Exercise task | Please write out, word for word, the part of the listing below that begins with the line containing "identify the yellow" and continues through the end of the listing, with that opening line included.

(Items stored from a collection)
--------------------------------------------------

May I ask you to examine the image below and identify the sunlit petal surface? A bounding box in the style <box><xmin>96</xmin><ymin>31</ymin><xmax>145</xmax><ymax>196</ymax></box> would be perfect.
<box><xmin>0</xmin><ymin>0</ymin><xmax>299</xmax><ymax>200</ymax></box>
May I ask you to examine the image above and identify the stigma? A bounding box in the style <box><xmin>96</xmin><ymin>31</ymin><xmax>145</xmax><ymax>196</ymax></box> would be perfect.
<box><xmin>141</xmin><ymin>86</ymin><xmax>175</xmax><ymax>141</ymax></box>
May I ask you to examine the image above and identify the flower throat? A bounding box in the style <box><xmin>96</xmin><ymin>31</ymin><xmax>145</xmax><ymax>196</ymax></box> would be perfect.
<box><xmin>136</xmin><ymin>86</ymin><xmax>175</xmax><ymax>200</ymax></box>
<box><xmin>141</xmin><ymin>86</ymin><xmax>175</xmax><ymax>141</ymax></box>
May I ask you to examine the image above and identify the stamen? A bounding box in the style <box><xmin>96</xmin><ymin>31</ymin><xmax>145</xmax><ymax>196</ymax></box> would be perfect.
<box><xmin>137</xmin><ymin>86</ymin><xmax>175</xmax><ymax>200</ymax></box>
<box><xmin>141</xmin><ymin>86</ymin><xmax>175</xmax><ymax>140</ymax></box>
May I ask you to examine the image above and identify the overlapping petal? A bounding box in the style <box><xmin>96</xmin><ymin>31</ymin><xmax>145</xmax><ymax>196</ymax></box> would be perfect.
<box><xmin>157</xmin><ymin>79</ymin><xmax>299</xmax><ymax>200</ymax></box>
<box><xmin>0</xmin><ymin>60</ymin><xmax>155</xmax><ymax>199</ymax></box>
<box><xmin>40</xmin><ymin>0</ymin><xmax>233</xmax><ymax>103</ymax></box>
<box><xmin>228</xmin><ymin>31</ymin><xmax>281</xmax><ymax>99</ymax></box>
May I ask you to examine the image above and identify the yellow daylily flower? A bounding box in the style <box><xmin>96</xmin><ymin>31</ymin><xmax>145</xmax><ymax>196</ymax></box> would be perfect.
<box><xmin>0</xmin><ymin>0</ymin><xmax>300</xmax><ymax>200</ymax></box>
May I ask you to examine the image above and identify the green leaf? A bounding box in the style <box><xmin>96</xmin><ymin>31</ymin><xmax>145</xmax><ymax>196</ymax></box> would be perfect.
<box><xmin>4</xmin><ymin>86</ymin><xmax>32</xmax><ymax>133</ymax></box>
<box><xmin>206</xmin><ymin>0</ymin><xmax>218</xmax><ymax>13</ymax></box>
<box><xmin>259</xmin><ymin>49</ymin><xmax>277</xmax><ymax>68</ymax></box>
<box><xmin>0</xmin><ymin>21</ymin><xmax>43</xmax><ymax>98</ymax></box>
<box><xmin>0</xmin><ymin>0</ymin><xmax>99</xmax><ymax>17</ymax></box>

--------------------------------------------------

Full solution |
May I ask you to examine the image above and identify the yellow daylily flower? A bounding box in the style <box><xmin>96</xmin><ymin>31</ymin><xmax>145</xmax><ymax>196</ymax></box> would be perfect.
<box><xmin>0</xmin><ymin>0</ymin><xmax>300</xmax><ymax>200</ymax></box>
May I ask you to examine the image above and identify the green leaf? A bounding box in the style <box><xmin>96</xmin><ymin>31</ymin><xmax>145</xmax><ymax>196</ymax></box> would be perfect.
<box><xmin>4</xmin><ymin>86</ymin><xmax>32</xmax><ymax>133</ymax></box>
<box><xmin>206</xmin><ymin>0</ymin><xmax>218</xmax><ymax>13</ymax></box>
<box><xmin>259</xmin><ymin>49</ymin><xmax>277</xmax><ymax>68</ymax></box>
<box><xmin>0</xmin><ymin>21</ymin><xmax>43</xmax><ymax>98</ymax></box>
<box><xmin>0</xmin><ymin>0</ymin><xmax>99</xmax><ymax>17</ymax></box>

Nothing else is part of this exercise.